» **Extracted entries**
☆ ☆ ☆ ☆ ☆

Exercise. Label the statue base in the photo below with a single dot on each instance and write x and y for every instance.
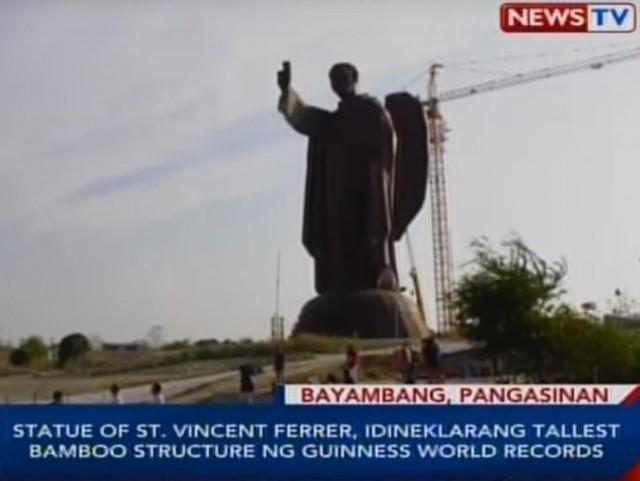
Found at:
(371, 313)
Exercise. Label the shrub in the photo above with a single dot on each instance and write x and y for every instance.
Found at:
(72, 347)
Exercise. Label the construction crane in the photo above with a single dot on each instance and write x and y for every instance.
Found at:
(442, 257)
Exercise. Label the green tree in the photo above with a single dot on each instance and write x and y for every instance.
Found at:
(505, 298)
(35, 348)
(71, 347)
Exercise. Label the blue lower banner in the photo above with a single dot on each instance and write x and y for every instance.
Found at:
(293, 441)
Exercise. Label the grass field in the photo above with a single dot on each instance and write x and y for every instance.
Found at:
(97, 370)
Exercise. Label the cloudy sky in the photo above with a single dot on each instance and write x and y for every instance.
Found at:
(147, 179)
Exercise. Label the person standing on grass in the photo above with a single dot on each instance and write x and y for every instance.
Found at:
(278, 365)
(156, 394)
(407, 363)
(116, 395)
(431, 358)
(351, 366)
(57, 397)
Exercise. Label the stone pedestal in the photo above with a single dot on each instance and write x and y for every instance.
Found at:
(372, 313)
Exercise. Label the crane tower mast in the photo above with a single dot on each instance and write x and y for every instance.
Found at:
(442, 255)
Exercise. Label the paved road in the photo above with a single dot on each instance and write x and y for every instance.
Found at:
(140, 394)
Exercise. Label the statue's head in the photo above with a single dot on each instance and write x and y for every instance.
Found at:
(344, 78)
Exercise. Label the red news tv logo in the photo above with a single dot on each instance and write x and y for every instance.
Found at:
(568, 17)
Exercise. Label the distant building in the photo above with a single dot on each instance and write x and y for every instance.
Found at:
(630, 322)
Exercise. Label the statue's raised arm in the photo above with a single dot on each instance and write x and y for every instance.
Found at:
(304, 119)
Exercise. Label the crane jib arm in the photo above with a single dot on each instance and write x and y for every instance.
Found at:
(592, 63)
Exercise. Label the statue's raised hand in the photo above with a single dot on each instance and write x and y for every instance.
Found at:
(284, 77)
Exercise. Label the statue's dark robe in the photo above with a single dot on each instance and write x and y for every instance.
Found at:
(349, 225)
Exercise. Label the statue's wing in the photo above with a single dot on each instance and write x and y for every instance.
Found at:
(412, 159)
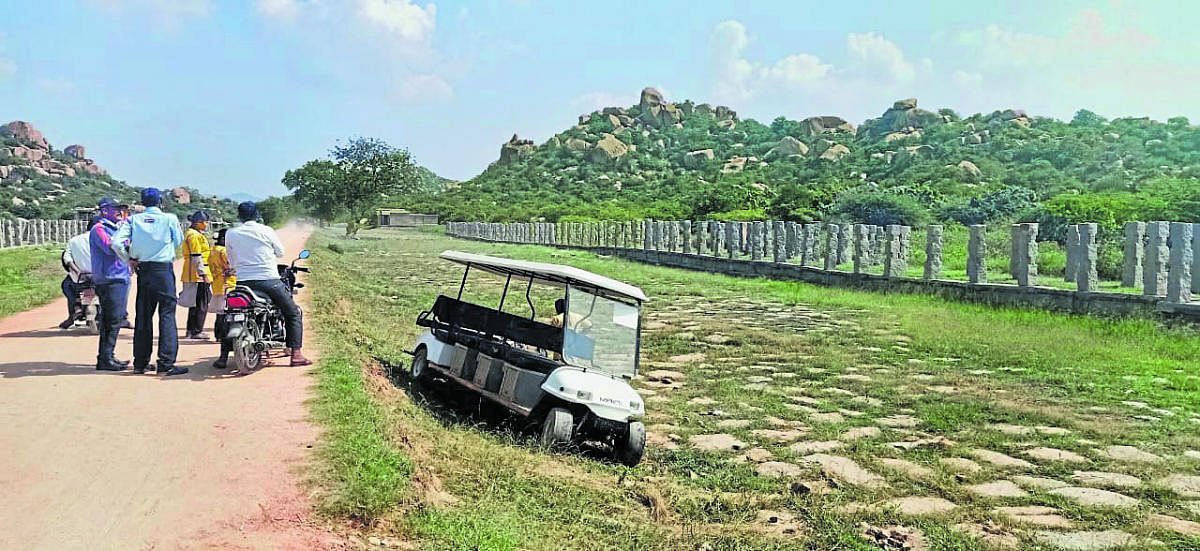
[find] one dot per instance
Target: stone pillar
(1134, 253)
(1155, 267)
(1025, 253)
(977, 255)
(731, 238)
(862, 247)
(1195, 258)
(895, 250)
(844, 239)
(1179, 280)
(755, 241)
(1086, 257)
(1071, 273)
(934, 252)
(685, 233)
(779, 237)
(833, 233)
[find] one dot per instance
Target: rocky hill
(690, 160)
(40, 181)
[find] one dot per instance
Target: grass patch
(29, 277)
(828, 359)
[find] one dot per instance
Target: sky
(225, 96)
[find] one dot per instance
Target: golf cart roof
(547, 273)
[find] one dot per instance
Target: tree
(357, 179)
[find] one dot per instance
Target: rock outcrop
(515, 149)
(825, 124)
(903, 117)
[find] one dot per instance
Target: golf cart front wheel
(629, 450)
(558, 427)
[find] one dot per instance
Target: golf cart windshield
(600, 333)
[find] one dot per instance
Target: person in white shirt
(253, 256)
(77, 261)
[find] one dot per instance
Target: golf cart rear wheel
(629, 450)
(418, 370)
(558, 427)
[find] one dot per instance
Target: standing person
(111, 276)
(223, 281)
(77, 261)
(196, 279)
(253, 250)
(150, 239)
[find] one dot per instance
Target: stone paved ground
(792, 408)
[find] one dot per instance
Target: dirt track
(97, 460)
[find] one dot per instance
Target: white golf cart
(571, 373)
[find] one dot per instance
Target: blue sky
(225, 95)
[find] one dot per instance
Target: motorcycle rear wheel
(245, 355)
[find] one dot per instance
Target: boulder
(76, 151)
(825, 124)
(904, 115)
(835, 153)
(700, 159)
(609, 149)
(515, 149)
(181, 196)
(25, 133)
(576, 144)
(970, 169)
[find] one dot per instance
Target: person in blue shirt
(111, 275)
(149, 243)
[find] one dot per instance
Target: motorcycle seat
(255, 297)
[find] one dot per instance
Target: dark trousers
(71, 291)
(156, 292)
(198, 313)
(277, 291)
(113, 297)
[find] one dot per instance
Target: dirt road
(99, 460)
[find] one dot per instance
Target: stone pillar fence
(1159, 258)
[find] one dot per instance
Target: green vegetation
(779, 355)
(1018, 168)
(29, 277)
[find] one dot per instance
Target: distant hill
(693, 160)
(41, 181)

☆ ☆ ☆ ☆ ☆

Restate the records in full and word for word, but keep the pictures out.

Exercise. Label the statue base in the photo below with a single dot on each instance and write x and y for every instance.
Found at:
(371, 313)
Exercise. Label the shrub in the photo above with a single dot on each instance and write x and y for every instance.
Found at:
(72, 347)
Exercise. Label the construction crane in the photo above with a single dot on each instance and write x and y for every instance.
Found at:
(442, 257)
Exercise. Label the green tree in the photo above with a single dot on each instance and write x and y for every instance.
Found at:
(505, 298)
(35, 348)
(71, 347)
Exercise. Label the blue lower banner in the photo above with a single dot on each instance and write x and y for every instance.
Found at:
(293, 441)
Exercise. Label the grass field in the photo above with a single dot on each instance and write x and y for every instance.
Found at:
(97, 370)
Exercise. Label the cloudy sky in the photo above with a single dot on each instance and write x and y for every instance.
Found at:
(147, 179)
Exercise. Label the person standing on grass in the photo above with a single dot on each instance and write x and y for every instance.
Found at:
(278, 365)
(156, 394)
(407, 363)
(116, 395)
(431, 358)
(351, 366)
(57, 397)
Exercise. Label the stone pedestal in the photo above with a single dot on each instance and write x and y for every instance.
Found at:
(372, 313)
Exercise. Label the crane tower mast in the photo above with a single dot on each instance and write x and y for every instance.
Found at:
(442, 255)
Exercise. Label the paved road in the photo above with a single dot on each instance and write x and y for every instance.
Found at:
(140, 394)
Exercise. Label the statue's head in the photo above with a single dot on each instance and write x and y for every instance.
Found at:
(344, 78)
Exercise. Label the red news tv logo in the photo above with a single dot on each instance and write x and y for every instance.
Found at:
(568, 17)
Exercise. Label the distant building in the photo above with a single dot on each instance and write x and y for every instance.
Found at:
(630, 322)
Exercise. Label the statue's raised arm in the photo above with a single dot on each instance and write x and y for every instance.
Found at:
(304, 119)
Exercise. Label the crane jib arm in the photo above with a single dot on each instance and write x and y for every instance.
Found at:
(592, 63)
Exercise. Label the statue's raised hand in the photo above with a single dot on each instance and write x and y for every instance.
Found at:
(284, 77)
Exercise. Label the statue's dark robe in the photo above with a single dot on each instance and write x and y for every instance.
Found at:
(349, 225)
Exercise. Label the statue's wing in the photo above with a single dot on each instance and write x and y for every instance.
Found at:
(412, 159)
[find] one dot per instance
Target: stone pillar
(1134, 253)
(1155, 267)
(1025, 253)
(977, 255)
(731, 238)
(862, 247)
(1195, 258)
(895, 250)
(844, 239)
(1179, 280)
(755, 241)
(1086, 257)
(1071, 273)
(934, 252)
(685, 233)
(779, 237)
(833, 233)
[find] one dot per instance
Target: rocky hill
(690, 160)
(40, 181)
[find] one dot per instance
Target: grass patch
(29, 277)
(828, 359)
[find] one dot per instance
Target: sky
(225, 96)
[find] one dot per instance
Target: golf cart roof
(547, 273)
[find] one dot per instance
Target: tree
(357, 179)
[find] one dot per instance
Target: rock outcrop
(515, 149)
(825, 124)
(903, 117)
[find] one dot per instance
Target: golf cart front wheel
(629, 450)
(558, 427)
[find] one dot per instance
Target: golf cart windshield
(600, 333)
[find] one dot per instance
Target: person in white shirt
(253, 256)
(77, 261)
[find] one dot per instance
Target: golf cart rear wheel
(629, 450)
(418, 370)
(558, 427)
[find] one dot per instance
Target: standing person
(111, 276)
(223, 281)
(77, 261)
(196, 279)
(253, 250)
(150, 239)
[find] one dot per instance
Target: stone paved ground
(792, 408)
[find] one dot per instance
Target: dirt track
(97, 460)
[find] one dot per instance
Target: white golf cart
(571, 373)
[find] one dot per instance
Target: blue sky
(225, 95)
[find] one dot per instance
Target: motorcycle rear wheel
(245, 355)
[find] one dot per instance
Target: boulder
(76, 151)
(825, 124)
(904, 115)
(835, 153)
(700, 159)
(609, 149)
(515, 149)
(181, 196)
(25, 133)
(576, 144)
(970, 169)
[find] one dot per instance
Target: person in blue shirt
(111, 275)
(149, 243)
[find] one dot per instance
Target: motorcycle seat
(255, 297)
[find] one dot per instance
Target: dark trousers
(71, 291)
(156, 292)
(198, 313)
(277, 291)
(113, 297)
[find] one dot per instance
Target: dirt road
(99, 460)
[find] one dot per instance
Target: stone pillar fence
(1159, 258)
[find] one dot per instance
Target: green vegetation
(779, 355)
(1018, 168)
(29, 277)
[find] one dot per instance
Target: distant hill
(693, 160)
(41, 181)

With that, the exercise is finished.